* _Given exercise A_
Write out the records word for word, from the line containing "For the water splash" through the end of the records, and leave out any pictures.

You can also use this technique on things that use only one parenthesis/bracket/etc. However, just putting \left or \right will yield an error. This is because \left and \right come in pairs. In orer to sidestep this, you can put a period after the one that you do not need (i.e \left. or \right.). This way it will not produce an error, and it will stretch the parenthesis to size. For example, this: \left. \dfrac{x^3+2x}{3x^2}\right|_0^3 gives this: $\left. \dfrac{x^3+2x}{3x^2}\right|_a^b$

~Tables and Arrays~~

To make tables and arrays, use \ begin{array}{[modifiers]} ... \ end{array}. (A space is put before "begin" and before "end" to prevent the LaTeX from prematurely rendering. Even though there are no brackets around to make it render, it does so anyways, I don't know why.)

In the modifiers section, you put either l for left, c for center, or r for right, per column. For example, to make an array with 3 columns, all formatted to align along the right edge, you put "rrr" inside the modifier. It would look like this: \ begin{array}{rrr} ... \ end{array}.

* _Supplied material_
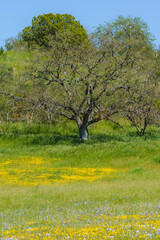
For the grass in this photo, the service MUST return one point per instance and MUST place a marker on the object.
(54, 186)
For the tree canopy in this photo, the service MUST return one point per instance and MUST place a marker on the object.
(47, 25)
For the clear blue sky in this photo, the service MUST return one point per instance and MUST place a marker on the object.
(17, 14)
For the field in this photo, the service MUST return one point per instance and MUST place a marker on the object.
(54, 186)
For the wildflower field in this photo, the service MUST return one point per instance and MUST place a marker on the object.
(57, 187)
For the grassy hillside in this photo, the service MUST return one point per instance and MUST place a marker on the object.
(54, 186)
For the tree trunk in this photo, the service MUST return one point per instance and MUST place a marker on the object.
(83, 132)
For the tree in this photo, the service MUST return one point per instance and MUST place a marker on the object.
(47, 25)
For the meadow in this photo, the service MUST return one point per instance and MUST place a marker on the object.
(55, 186)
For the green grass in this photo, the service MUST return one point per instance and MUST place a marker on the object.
(133, 190)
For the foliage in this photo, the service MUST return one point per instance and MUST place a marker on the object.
(81, 82)
(47, 25)
(14, 42)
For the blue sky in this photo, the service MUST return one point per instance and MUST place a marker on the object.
(17, 14)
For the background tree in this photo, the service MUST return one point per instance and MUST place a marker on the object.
(80, 82)
(47, 25)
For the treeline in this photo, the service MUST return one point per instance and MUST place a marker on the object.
(111, 73)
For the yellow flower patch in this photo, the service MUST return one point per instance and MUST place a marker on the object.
(33, 171)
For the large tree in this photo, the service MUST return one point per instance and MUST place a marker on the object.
(47, 25)
(80, 81)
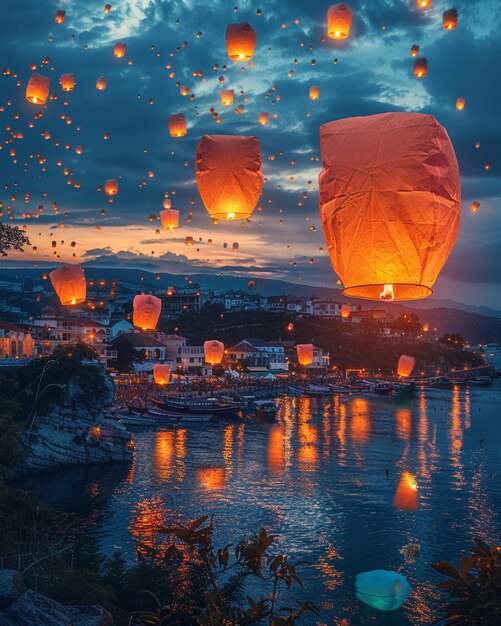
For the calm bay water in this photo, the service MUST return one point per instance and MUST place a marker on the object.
(317, 476)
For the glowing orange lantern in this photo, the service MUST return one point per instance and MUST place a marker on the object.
(339, 18)
(161, 373)
(111, 187)
(229, 176)
(214, 352)
(146, 311)
(389, 203)
(37, 89)
(450, 19)
(119, 50)
(405, 365)
(420, 68)
(304, 353)
(69, 284)
(314, 92)
(240, 41)
(227, 97)
(406, 496)
(177, 125)
(169, 219)
(67, 82)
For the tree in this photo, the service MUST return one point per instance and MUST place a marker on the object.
(12, 238)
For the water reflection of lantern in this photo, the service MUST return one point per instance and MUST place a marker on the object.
(382, 589)
(240, 41)
(450, 19)
(339, 17)
(405, 365)
(177, 125)
(146, 311)
(227, 97)
(406, 496)
(420, 68)
(69, 284)
(214, 351)
(229, 176)
(386, 169)
(161, 373)
(304, 353)
(37, 89)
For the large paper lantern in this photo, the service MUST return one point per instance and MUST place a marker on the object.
(146, 311)
(240, 41)
(177, 125)
(389, 203)
(229, 175)
(37, 89)
(406, 496)
(339, 18)
(405, 365)
(161, 373)
(382, 589)
(304, 353)
(169, 219)
(69, 284)
(214, 351)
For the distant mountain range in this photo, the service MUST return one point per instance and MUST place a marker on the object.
(475, 323)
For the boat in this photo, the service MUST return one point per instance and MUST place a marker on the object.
(265, 408)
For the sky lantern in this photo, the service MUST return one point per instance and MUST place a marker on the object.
(240, 41)
(304, 353)
(161, 373)
(314, 92)
(229, 175)
(389, 203)
(111, 187)
(69, 284)
(67, 82)
(227, 97)
(119, 50)
(420, 67)
(406, 496)
(405, 365)
(214, 351)
(146, 311)
(177, 125)
(37, 89)
(450, 19)
(339, 17)
(169, 219)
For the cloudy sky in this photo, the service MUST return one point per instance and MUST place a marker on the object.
(167, 41)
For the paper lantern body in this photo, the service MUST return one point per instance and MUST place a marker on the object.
(405, 365)
(37, 89)
(339, 18)
(161, 373)
(177, 125)
(406, 496)
(229, 175)
(146, 311)
(389, 203)
(169, 219)
(67, 82)
(214, 351)
(240, 41)
(69, 284)
(382, 589)
(304, 353)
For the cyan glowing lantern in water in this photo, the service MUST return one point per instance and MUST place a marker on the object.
(382, 589)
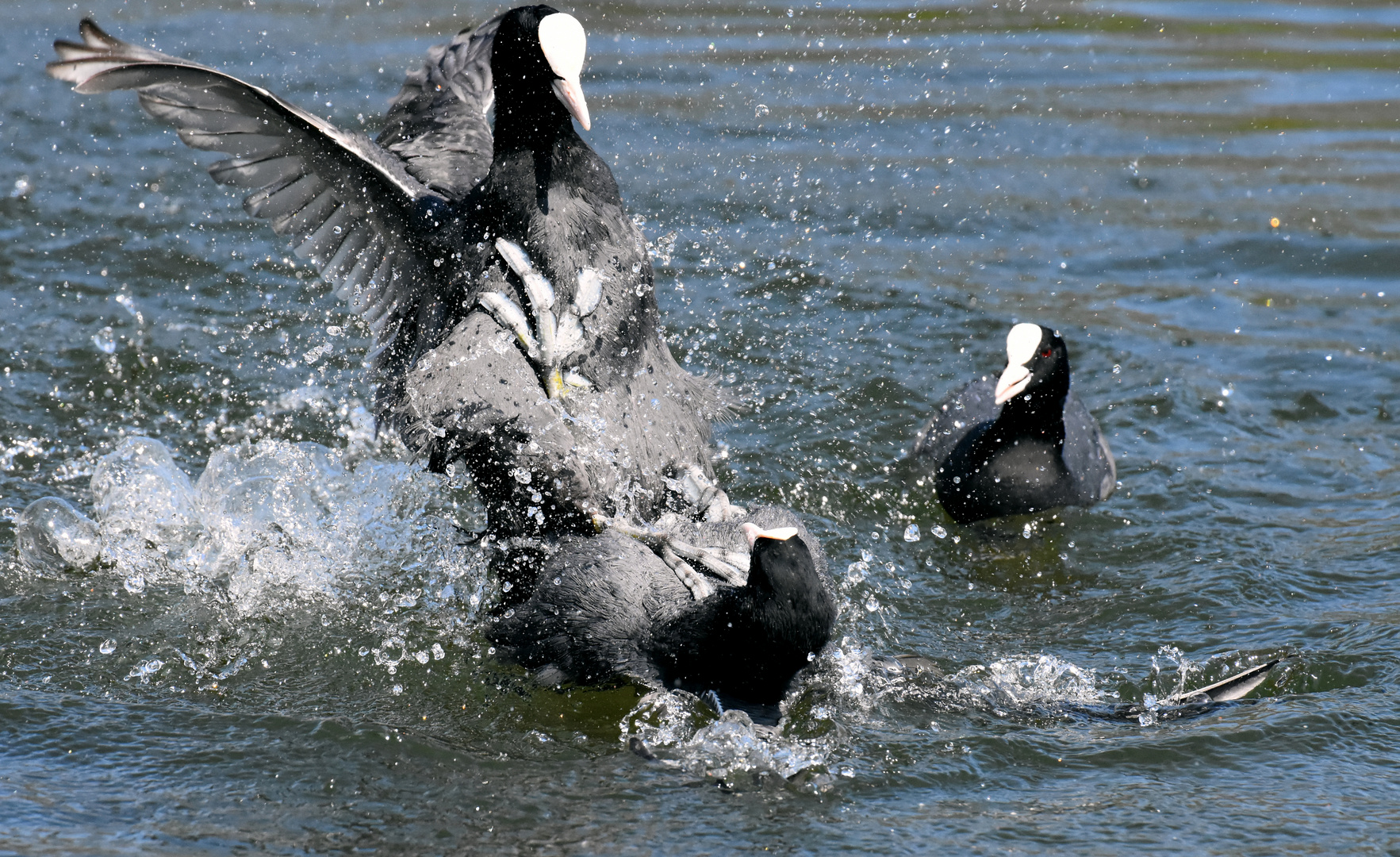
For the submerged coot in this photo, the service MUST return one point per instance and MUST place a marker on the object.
(609, 605)
(1021, 446)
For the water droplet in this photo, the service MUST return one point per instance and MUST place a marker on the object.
(105, 340)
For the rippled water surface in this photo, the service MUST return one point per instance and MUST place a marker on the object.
(279, 648)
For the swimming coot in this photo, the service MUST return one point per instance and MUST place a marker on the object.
(440, 234)
(609, 605)
(1022, 444)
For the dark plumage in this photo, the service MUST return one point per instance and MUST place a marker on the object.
(1021, 446)
(406, 229)
(609, 605)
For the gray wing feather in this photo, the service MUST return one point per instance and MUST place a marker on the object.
(439, 121)
(596, 621)
(1087, 452)
(338, 195)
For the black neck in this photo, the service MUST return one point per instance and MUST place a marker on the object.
(1039, 412)
(524, 121)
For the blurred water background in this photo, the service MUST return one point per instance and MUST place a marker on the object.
(276, 646)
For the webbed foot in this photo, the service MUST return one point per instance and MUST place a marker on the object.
(556, 336)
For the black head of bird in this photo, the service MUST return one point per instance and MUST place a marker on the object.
(536, 60)
(1038, 373)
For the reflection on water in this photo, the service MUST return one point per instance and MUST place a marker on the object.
(274, 640)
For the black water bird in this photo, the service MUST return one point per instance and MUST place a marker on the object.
(439, 234)
(611, 605)
(1022, 444)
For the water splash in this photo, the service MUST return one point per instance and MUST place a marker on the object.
(688, 734)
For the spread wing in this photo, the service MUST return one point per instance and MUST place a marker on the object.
(349, 206)
(437, 122)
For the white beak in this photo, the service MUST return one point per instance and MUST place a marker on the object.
(572, 95)
(1011, 382)
(754, 532)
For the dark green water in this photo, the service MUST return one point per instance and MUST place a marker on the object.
(864, 199)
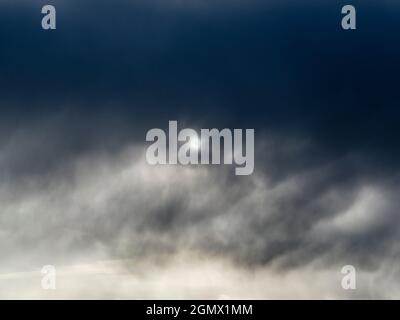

* _Given exercise B_
Answer these questions about the passage on LaTeX formatting.
(i) What does the passage say to put after the \left or \right that is not needed?
(ii) Which letter goes in the modifiers to center a column?
(iii) Why is a space put before "begin" and before "end"?

* _Full output A_
For the water splash in this photo, the service MUST return one point per instance and MUST place a marker on the object.
(688, 734)
For the spread wing in this photo, the service MUST return one point per instance and MUST place a marker on the object.
(349, 206)
(437, 122)
For the white beak in this photo, the service MUST return one point per instance and MUST place a marker on the object.
(572, 95)
(1011, 382)
(754, 532)
For the dark green water in this photo, the service MUST return one point per instance and MUST place a marker on the object.
(864, 199)

* _Full output B_
(i) A period, as in \left. or \right.
(ii) The letter c.
(iii) To prevent the LaTeX from prematurely rendering.